- _EXTRACTED TEXT_:
Ankara rejected the truce, but has since undertaken a number of steps to improve cultural rights for its Kurdish minority, such as broadcasts and education in their mother tongue, as it strives to join the European Union.

Fighting in the region has been only sporadic over the past few years, but has picked up over the past few weeks.


2. - AP - "Kurds Attack Turkish Town, Curfew Called":

ISTANBUL / 14 June 2004 / by Selcakn Hacaoglu

Suspected Kurdish rebels killed three security guards in an overnight attack in southern Turkey, the latest in a string of attacks since separatists ended a five-year cease-fire earlier this month.

The government-hired guards were killed in a village in Hatay province, about 440 miles southeast of the capital, Ankara, Hatay Gov. Abdulkadir Sari told the Anatolia news agency.

Sari said the men were guarding a crew that was building a road when the rebels opened fire. Another guard was injured and a bulldozer operator was shot in the knee, he said. An operation was under way to capture the rebels, he said, but provided no details.

On Sunday, rebels launched a rocket attack on a military officers' club in the southeastern city of Bingol, and troops killed two rebels in the ensuing clash. The Turkish military imposed an overnight curfew in the area.

- _WHAT YOU ARE ASKED TO DO_:
According to the news text about Kurdish rebel attacks in Turkey, how far from Ankara was the Hatay province village where the three guards were killed?

Excerpt from a dataset
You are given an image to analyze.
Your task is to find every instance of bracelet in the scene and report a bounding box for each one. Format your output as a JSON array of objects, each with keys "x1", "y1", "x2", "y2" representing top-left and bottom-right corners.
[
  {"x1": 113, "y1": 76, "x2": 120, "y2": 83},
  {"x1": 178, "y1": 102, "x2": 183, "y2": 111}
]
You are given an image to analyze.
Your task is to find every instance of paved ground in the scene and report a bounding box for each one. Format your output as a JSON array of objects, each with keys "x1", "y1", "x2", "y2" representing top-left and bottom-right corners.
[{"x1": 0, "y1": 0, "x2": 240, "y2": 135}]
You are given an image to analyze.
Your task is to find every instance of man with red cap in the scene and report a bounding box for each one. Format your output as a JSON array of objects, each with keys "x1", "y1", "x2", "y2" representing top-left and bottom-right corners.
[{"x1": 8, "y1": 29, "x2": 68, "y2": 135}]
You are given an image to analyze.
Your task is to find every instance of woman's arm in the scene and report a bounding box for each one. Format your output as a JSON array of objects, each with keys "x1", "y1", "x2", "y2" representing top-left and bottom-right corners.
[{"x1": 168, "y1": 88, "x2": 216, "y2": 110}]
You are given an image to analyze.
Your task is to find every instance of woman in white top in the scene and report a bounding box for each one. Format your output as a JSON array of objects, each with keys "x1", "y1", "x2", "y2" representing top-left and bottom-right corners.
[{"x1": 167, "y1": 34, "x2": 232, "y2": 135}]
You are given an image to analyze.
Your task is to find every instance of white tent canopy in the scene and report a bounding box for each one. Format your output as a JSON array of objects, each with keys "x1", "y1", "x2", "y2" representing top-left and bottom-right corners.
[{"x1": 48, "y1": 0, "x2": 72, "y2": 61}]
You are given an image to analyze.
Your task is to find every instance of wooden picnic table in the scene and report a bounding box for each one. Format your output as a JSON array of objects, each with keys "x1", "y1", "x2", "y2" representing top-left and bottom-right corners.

- _SOLUTION TO THE PROBLEM_:
About 440 miles southeast of Ankara.